* **Exercise instructions**:
Copy the records from the line containing "Return the outline of every instance of the flower" through the line containing "130 100 L 132", both included, and only those lines. Keep the requests as they are, and multiply every coordinate in the outlines by 0.9, rounding to whole numbers with halves rounded up.

* **Data shown**:

────

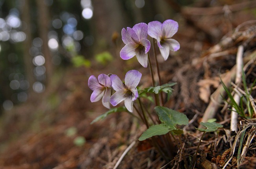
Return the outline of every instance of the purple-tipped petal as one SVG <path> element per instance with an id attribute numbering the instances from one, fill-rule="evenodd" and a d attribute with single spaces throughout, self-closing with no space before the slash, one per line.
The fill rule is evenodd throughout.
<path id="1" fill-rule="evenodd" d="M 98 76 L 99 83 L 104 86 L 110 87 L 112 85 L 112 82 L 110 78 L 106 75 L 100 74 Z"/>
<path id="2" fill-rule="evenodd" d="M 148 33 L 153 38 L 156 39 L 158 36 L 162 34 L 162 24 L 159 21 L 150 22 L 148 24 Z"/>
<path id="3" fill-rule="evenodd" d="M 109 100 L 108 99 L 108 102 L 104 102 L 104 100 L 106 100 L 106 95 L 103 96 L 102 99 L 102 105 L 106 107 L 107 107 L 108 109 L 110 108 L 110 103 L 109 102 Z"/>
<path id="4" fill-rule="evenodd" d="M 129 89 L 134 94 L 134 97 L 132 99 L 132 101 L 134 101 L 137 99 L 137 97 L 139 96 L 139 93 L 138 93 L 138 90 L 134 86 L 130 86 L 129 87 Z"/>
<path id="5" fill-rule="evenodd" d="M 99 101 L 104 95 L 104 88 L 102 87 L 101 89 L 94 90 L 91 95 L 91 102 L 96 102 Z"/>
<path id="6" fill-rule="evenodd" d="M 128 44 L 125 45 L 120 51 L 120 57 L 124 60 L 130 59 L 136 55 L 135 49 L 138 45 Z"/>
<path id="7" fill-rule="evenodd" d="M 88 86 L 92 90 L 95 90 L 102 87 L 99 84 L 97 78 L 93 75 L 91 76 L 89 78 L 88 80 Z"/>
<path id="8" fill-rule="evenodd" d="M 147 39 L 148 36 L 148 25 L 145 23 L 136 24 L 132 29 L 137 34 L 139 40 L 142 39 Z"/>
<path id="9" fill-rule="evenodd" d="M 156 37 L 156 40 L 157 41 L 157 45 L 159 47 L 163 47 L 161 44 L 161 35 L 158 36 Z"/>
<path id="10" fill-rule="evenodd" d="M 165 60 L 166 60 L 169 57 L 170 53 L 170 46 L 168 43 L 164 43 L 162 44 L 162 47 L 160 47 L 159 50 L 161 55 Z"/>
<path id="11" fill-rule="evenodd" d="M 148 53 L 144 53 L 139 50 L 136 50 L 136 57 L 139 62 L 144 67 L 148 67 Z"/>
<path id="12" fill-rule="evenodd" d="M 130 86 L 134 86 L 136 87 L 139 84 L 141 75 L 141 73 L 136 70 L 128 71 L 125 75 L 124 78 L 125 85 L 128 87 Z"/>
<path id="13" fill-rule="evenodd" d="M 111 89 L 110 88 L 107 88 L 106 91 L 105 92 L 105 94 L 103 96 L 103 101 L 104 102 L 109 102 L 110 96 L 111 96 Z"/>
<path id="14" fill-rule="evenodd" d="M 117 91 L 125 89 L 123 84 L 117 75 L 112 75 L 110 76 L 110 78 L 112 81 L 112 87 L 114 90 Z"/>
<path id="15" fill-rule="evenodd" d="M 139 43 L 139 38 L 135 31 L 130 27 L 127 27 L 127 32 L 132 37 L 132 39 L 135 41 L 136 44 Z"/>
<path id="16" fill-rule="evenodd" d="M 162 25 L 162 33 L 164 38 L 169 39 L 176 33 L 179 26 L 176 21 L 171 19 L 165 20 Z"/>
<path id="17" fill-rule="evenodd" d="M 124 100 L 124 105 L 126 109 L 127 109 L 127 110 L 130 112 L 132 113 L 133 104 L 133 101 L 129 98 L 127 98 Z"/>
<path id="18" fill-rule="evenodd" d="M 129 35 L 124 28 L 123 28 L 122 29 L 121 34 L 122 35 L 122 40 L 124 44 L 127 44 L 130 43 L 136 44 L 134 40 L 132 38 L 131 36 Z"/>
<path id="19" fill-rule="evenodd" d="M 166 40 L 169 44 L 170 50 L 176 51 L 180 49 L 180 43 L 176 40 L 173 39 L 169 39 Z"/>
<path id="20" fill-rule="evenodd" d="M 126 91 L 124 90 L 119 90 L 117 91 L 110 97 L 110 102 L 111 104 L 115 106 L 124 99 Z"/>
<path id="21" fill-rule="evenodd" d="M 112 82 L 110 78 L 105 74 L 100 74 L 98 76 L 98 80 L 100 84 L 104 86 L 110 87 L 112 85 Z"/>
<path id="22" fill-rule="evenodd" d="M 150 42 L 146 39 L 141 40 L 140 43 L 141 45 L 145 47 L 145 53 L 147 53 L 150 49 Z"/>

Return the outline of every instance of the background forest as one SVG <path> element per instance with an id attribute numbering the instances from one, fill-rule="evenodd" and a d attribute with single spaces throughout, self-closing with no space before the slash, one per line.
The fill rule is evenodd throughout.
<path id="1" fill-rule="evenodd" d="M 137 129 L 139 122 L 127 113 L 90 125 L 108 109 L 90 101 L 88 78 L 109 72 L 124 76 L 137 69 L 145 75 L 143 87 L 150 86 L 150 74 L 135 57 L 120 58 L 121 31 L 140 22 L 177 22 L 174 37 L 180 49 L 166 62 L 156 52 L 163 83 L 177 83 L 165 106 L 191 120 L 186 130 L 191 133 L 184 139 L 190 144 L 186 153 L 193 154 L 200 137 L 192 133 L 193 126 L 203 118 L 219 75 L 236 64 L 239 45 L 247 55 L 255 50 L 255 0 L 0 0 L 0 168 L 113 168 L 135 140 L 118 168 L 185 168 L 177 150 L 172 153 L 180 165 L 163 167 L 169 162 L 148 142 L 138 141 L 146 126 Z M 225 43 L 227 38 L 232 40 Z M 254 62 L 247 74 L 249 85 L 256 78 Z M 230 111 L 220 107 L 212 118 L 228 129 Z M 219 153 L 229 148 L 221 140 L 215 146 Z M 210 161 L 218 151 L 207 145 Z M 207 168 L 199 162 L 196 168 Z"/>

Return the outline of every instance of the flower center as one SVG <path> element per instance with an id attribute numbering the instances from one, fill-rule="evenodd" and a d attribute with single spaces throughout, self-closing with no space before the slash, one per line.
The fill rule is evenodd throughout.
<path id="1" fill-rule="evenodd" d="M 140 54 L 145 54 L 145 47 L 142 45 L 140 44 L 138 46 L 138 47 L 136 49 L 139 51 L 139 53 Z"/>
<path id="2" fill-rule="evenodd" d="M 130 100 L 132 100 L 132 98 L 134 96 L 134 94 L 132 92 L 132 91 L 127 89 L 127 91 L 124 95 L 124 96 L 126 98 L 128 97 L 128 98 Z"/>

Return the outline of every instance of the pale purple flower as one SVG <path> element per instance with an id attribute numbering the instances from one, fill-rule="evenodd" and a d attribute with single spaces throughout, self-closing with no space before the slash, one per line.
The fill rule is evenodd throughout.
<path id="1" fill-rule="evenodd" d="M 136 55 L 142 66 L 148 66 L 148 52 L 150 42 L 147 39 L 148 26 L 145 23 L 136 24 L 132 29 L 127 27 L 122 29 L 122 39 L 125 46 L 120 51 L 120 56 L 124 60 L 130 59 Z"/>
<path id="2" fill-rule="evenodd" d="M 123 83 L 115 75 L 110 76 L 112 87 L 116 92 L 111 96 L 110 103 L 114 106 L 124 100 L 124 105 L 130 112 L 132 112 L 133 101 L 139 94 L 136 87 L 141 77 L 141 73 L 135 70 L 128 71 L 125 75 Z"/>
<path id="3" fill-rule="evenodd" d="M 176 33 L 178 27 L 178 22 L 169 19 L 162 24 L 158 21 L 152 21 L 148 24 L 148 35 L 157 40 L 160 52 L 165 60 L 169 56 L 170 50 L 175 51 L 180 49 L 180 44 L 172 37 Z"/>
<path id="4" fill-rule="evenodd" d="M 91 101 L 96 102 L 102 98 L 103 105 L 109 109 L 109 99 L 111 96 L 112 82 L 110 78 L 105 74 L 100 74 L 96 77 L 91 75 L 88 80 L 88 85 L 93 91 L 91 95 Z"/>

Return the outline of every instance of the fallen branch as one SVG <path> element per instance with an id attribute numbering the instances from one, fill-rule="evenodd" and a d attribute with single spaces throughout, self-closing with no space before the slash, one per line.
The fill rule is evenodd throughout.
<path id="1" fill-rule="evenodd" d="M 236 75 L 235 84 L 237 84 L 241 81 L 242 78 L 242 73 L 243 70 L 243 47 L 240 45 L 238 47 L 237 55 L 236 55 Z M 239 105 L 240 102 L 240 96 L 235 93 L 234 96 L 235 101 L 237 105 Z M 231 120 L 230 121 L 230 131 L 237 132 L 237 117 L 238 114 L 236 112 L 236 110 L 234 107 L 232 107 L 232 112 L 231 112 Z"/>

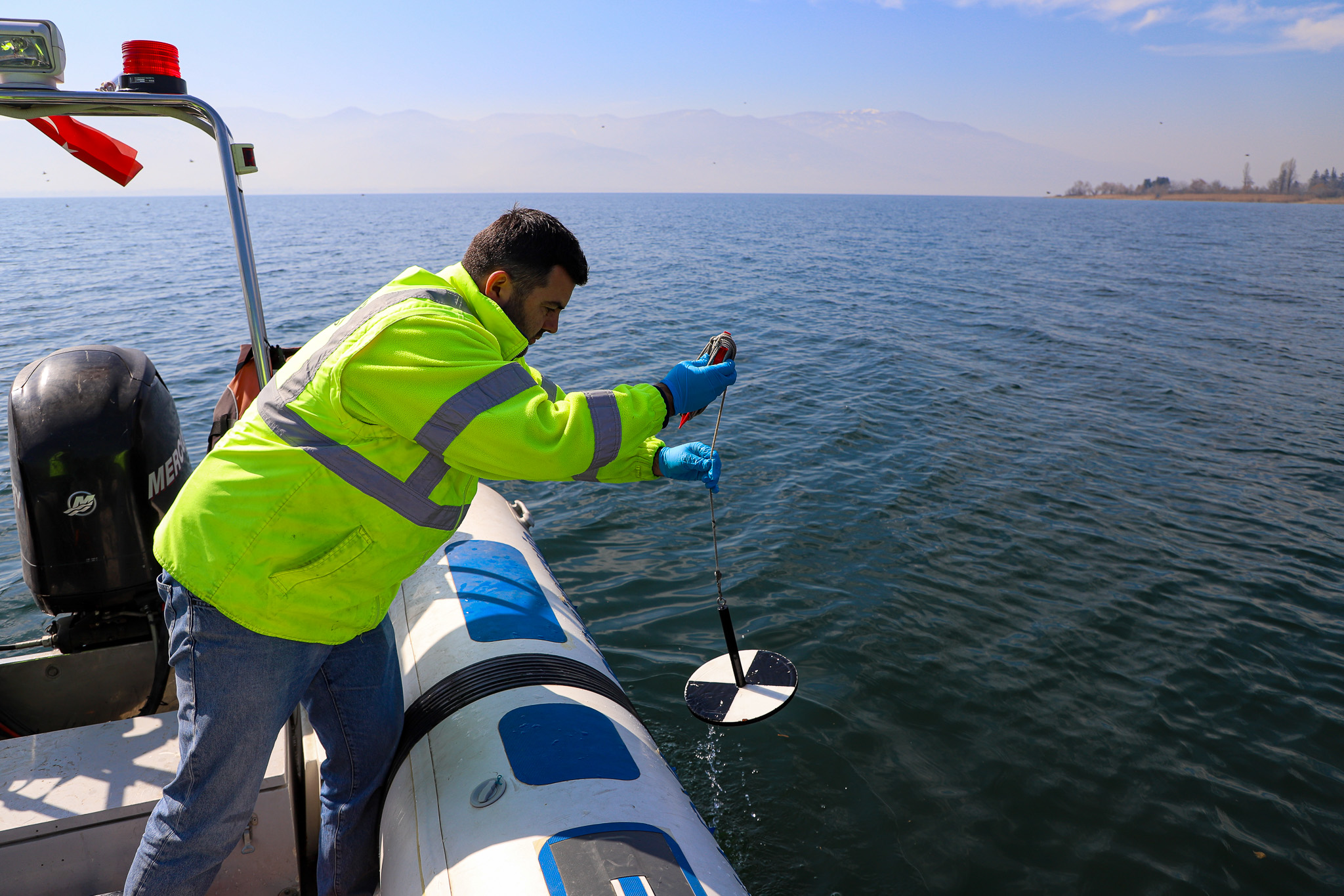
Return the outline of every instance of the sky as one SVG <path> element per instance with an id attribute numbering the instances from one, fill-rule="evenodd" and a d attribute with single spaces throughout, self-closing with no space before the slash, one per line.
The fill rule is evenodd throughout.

────

* **Complete answer**:
Return the outline of every instance of the flower center as one SVG <path> element per instance with an id attribute numbering the instances from one, fill-rule="evenodd" and a d attribute with single spaces throughout, self-closing with no space before the slash, one per line.
The fill rule is evenodd throughout.
<path id="1" fill-rule="evenodd" d="M 126 49 L 131 49 L 131 42 L 128 41 L 126 40 L 124 41 L 124 42 L 122 44 L 125 46 L 125 48 Z"/>
<path id="2" fill-rule="evenodd" d="M 117 90 L 119 90 L 119 88 L 121 86 L 121 85 L 119 83 L 119 82 L 114 80 L 114 82 L 112 86 L 112 86 L 113 88 L 115 87 L 115 88 Z"/>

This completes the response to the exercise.